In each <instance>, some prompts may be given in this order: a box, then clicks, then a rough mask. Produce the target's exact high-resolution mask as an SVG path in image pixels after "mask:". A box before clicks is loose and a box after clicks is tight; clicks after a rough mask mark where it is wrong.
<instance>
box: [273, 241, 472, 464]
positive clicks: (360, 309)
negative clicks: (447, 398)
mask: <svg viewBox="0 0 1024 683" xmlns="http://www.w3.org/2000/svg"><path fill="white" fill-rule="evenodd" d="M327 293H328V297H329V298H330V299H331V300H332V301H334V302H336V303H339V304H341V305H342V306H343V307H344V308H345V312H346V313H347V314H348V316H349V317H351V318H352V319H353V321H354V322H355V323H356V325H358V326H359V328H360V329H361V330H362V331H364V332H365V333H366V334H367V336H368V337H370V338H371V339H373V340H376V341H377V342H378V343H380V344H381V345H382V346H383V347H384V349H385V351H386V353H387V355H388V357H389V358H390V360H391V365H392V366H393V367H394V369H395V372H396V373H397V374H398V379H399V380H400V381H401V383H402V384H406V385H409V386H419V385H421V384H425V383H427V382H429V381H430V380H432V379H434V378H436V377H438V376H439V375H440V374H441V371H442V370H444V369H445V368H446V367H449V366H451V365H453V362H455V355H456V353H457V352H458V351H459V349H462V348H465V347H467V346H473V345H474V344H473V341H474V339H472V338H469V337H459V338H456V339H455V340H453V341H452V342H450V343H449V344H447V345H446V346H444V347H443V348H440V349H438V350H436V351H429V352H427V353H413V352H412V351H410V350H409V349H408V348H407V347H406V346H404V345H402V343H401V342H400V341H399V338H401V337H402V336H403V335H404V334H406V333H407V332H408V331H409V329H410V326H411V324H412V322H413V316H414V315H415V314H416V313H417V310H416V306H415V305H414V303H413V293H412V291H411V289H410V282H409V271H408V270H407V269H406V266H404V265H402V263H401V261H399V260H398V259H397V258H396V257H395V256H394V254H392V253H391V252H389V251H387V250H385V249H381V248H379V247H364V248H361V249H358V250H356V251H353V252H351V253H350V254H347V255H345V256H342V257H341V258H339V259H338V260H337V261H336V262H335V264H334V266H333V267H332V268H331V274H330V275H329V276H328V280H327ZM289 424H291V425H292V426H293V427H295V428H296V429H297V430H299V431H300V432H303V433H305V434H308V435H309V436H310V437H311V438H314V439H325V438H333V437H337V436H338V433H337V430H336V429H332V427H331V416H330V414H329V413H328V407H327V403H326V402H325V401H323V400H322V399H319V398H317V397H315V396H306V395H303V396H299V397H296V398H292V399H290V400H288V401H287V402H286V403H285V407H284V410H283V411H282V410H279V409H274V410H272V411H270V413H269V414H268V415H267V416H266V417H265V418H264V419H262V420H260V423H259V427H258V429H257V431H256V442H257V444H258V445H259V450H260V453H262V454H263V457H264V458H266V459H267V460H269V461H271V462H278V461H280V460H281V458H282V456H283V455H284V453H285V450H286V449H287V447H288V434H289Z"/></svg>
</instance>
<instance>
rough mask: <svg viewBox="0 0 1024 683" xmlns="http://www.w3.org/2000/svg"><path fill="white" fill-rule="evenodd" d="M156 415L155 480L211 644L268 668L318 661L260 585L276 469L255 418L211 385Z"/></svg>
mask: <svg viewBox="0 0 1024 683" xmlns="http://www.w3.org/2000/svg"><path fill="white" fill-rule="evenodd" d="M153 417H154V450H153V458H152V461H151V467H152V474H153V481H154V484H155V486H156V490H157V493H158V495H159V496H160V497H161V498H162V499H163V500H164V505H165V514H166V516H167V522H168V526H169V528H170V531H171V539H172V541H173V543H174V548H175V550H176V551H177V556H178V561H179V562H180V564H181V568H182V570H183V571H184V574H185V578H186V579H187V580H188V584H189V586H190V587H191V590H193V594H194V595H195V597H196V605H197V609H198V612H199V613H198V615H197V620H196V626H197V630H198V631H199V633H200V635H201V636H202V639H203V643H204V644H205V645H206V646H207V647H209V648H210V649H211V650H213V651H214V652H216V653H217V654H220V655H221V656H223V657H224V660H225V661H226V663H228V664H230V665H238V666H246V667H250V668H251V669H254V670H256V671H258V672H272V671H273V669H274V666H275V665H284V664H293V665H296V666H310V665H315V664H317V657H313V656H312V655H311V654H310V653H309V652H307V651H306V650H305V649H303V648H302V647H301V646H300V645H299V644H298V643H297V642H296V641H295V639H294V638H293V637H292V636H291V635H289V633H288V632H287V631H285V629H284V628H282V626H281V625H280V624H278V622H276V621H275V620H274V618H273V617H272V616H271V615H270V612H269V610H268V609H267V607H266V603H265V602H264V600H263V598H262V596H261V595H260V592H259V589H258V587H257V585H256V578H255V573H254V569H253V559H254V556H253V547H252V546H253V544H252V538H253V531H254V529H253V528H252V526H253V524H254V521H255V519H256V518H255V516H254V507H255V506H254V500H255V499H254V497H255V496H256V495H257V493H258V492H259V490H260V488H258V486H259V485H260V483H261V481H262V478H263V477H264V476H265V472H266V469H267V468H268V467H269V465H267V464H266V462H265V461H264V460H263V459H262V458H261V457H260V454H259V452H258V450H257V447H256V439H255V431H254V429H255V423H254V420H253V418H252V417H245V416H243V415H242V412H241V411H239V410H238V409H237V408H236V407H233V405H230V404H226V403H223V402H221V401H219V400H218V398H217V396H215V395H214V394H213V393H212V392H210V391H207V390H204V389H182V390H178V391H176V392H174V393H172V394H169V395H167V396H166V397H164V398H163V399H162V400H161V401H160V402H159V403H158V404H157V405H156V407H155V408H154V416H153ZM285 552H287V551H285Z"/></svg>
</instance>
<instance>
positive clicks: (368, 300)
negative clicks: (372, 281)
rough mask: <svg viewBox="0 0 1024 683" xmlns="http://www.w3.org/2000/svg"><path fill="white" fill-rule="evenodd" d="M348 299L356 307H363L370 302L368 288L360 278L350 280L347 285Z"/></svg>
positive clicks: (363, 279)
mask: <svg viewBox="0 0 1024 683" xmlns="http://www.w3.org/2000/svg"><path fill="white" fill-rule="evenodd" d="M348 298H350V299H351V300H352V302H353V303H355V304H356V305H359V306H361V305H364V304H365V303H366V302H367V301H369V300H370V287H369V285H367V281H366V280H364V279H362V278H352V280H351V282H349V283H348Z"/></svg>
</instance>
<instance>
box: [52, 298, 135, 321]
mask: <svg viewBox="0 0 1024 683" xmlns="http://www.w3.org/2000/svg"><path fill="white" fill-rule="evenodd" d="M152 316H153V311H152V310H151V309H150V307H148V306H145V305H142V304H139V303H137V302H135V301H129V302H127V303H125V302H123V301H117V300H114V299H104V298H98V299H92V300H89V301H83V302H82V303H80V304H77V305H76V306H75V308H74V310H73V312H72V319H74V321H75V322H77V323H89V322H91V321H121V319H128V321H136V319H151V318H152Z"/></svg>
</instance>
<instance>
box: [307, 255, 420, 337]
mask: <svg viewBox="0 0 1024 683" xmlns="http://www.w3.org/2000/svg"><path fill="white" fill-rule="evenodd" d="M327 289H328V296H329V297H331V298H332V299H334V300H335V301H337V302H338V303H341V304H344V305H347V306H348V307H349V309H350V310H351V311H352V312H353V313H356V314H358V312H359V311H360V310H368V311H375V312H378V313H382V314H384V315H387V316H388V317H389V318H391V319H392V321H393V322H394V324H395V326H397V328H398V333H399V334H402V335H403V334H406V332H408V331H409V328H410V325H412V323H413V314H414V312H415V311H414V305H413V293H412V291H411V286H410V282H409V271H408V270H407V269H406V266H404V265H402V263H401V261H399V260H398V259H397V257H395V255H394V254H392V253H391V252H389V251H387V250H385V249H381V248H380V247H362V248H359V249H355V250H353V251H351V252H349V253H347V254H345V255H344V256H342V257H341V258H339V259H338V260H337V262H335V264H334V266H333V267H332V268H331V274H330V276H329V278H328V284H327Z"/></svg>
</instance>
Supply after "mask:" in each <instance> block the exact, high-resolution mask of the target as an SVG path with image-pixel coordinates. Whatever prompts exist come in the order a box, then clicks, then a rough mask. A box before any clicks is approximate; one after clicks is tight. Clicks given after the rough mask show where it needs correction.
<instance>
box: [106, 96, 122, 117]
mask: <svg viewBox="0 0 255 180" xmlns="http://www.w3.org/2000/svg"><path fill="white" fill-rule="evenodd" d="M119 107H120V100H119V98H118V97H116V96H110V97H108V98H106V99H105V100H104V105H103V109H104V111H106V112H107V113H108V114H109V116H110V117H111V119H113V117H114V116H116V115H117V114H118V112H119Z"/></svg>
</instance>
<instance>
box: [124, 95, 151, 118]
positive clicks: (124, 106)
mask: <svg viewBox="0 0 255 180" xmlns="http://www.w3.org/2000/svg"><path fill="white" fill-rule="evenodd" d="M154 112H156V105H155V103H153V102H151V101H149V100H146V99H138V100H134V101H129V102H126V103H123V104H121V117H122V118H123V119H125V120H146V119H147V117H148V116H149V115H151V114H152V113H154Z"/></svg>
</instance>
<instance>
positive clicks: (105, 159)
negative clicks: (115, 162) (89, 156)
-*-
* Required action *
Switch every "clicks" to "points" in the stretch from the start of the rows through the line containing "negative clicks: (447, 398)", and give those lines again with nothing else changed.

* Problem solution *
In each <instance>, some prompts may be given in this order: a box, then points, then a rough mask. Produce the target's exact high-resolution mask as an SVG path in image pixels after "mask:". A box before points is loose and a box after points is tight; points after a rough mask mark where it is wrong.
<instance>
box: [273, 241, 472, 464]
positive points: (360, 309)
negative points: (447, 398)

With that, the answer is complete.